Information provided:
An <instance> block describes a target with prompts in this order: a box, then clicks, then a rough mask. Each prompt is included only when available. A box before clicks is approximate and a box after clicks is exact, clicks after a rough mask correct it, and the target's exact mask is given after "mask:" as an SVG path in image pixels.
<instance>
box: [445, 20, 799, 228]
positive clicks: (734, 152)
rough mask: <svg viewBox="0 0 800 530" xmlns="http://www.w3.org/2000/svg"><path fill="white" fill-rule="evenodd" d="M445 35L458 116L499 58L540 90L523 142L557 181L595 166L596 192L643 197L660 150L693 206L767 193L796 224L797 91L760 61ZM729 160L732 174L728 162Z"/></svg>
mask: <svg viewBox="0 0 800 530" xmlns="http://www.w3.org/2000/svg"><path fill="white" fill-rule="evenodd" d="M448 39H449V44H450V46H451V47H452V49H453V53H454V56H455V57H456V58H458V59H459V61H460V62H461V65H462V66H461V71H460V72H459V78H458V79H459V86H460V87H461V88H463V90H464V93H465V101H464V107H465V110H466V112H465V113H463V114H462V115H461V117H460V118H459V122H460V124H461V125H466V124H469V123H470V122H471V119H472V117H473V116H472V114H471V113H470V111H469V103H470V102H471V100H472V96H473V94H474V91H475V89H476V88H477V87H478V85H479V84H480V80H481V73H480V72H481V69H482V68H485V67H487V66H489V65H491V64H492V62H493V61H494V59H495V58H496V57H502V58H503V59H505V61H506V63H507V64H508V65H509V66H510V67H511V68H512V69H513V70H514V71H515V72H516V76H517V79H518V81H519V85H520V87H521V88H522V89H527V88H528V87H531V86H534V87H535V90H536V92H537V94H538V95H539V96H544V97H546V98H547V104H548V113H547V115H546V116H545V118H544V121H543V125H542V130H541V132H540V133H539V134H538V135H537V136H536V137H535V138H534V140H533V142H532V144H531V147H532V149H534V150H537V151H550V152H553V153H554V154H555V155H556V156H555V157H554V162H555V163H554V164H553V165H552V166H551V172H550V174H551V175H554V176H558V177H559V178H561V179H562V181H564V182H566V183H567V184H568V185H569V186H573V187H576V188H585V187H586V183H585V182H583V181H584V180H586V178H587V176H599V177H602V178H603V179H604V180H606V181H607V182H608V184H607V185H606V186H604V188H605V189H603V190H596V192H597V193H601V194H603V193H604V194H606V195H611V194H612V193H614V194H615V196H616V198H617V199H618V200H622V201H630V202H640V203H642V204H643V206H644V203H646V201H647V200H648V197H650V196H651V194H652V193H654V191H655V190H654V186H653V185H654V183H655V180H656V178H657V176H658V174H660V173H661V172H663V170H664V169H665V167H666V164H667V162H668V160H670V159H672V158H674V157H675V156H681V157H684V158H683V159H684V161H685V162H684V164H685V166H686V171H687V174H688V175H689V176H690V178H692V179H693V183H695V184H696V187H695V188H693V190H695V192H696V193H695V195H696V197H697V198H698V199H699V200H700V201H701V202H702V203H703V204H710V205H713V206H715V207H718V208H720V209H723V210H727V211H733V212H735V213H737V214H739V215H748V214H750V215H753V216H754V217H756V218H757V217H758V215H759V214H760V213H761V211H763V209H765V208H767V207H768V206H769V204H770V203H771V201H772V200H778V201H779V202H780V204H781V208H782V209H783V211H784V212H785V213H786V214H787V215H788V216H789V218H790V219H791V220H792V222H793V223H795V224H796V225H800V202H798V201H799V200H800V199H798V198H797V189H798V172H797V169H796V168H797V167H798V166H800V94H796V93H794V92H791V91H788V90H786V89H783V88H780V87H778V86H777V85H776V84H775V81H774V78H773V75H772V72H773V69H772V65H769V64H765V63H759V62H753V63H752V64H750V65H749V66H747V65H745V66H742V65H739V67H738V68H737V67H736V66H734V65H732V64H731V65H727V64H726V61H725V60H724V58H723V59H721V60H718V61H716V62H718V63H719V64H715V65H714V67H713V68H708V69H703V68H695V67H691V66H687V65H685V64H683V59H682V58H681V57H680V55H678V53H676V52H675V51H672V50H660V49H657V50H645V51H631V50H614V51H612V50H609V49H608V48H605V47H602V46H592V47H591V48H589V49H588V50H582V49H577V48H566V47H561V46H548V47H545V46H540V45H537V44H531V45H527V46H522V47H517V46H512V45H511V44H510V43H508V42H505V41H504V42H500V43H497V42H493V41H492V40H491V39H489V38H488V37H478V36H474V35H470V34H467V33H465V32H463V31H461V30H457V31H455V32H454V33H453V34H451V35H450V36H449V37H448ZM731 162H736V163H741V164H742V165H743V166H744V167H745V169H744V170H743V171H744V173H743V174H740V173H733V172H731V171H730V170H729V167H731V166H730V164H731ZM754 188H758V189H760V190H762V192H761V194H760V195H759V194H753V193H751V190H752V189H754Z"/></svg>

Requirement:
The full listing must come back exactly as given.

Solution below:
An <instance> block describes a target with prompts in this order: a box, then clicks, then a rough mask. Each prompt is included only when available. A box before clicks is approximate and a box after clicks is exact, clicks after a rough mask correct it, and the target's exact mask is given after "mask:" as an SVG path in image pixels.
<instance>
box: [445, 20, 799, 228]
positive clicks: (734, 152)
rough mask: <svg viewBox="0 0 800 530" xmlns="http://www.w3.org/2000/svg"><path fill="white" fill-rule="evenodd" d="M445 35L458 116L499 58L540 90L523 142L557 181L595 166L596 192L643 197L660 150L693 206L767 193L796 224L797 91L760 61ZM729 160L732 174L728 162Z"/></svg>
mask: <svg viewBox="0 0 800 530" xmlns="http://www.w3.org/2000/svg"><path fill="white" fill-rule="evenodd" d="M448 39H449V44H450V46H451V47H452V49H453V53H454V56H455V57H456V58H458V59H459V61H460V62H461V65H462V66H461V71H460V72H459V78H458V79H459V86H460V87H461V88H463V90H464V93H465V101H464V107H465V110H466V112H465V113H463V114H462V115H461V117H460V118H459V122H460V124H461V125H466V124H469V123H470V122H471V119H472V117H473V116H472V114H471V113H470V111H469V103H470V102H471V100H472V96H473V94H474V91H475V89H476V88H477V87H478V85H479V84H480V80H481V73H480V72H481V69H482V68H485V67H487V66H489V65H491V64H492V62H493V61H494V59H495V58H496V57H502V58H503V59H505V61H506V63H507V64H508V65H509V66H510V67H511V68H512V69H513V70H514V71H515V72H516V76H517V79H518V81H519V85H520V87H521V88H522V89H527V88H528V87H531V86H534V87H535V90H536V92H537V94H538V95H539V96H544V97H546V98H547V104H548V113H547V115H546V116H545V118H544V121H543V125H542V130H541V132H540V133H539V134H538V135H537V136H536V137H535V138H534V140H533V142H532V144H531V147H532V149H534V150H537V151H550V152H553V153H554V154H555V155H556V156H555V157H554V162H555V163H554V164H553V165H552V166H551V172H550V174H551V175H554V176H558V177H559V178H561V179H562V181H564V182H566V183H567V184H568V185H569V186H573V187H576V188H585V187H586V183H585V182H583V181H584V180H586V178H587V176H599V177H602V178H603V179H604V180H606V181H607V182H608V184H607V185H606V186H604V188H605V189H603V190H596V192H597V193H601V194H603V193H604V194H606V195H611V194H612V193H614V194H615V196H616V198H617V199H618V200H622V201H630V202H640V203H642V204H643V206H644V203H646V201H647V200H648V197H650V196H651V194H652V193H654V191H655V190H654V186H653V185H654V183H655V180H656V178H657V176H658V174H660V173H661V172H663V170H664V169H665V167H666V164H667V162H668V160H670V159H672V158H674V157H675V156H681V157H684V158H683V159H684V161H685V162H684V164H685V166H686V171H687V174H688V175H689V176H690V178H692V179H693V183H695V184H696V187H695V188H693V190H695V192H696V193H695V195H696V197H697V198H698V199H699V200H700V201H701V202H702V203H703V204H710V205H713V206H715V207H718V208H720V209H723V210H727V211H733V212H735V213H737V214H739V215H748V214H750V215H753V216H754V217H756V218H757V217H758V215H759V214H760V213H761V211H763V209H765V208H767V207H768V206H769V204H770V203H771V201H772V200H778V201H779V202H780V204H781V208H782V209H783V211H784V212H785V213H786V214H787V215H788V216H789V218H790V219H791V220H792V222H793V223H795V224H796V225H800V202H798V201H799V200H800V199H798V198H797V189H798V172H797V169H796V168H797V167H798V166H800V94H796V93H794V92H791V91H788V90H786V89H783V88H780V87H778V86H777V85H776V84H775V81H774V78H773V75H772V72H773V69H772V65H769V64H765V63H759V62H753V63H752V64H750V65H749V66H747V65H745V66H742V65H739V67H738V68H737V67H736V66H734V65H732V64H731V65H727V64H726V61H725V60H724V58H723V59H721V60H718V61H716V62H718V63H719V64H715V65H714V67H713V68H708V69H703V68H695V67H691V66H687V65H685V64H683V59H682V58H681V57H680V55H678V53H676V52H675V51H672V50H660V49H657V50H645V51H631V50H614V51H612V50H609V49H608V48H605V47H602V46H592V47H591V48H589V49H588V50H582V49H577V48H566V47H561V46H548V47H545V46H540V45H537V44H531V45H527V46H522V47H517V46H512V45H511V44H510V43H508V42H505V41H504V42H500V43H497V42H493V41H492V40H491V39H489V38H488V37H478V36H474V35H470V34H467V33H465V32H463V31H461V30H457V31H455V32H454V33H453V34H451V35H450V36H449V37H448ZM731 162H736V163H741V164H742V165H743V166H744V167H745V169H744V170H743V171H744V173H743V174H740V173H733V172H731V171H730V170H729V167H731V166H730V164H731ZM754 188H758V189H760V190H762V192H761V194H760V195H759V194H753V193H751V190H752V189H754Z"/></svg>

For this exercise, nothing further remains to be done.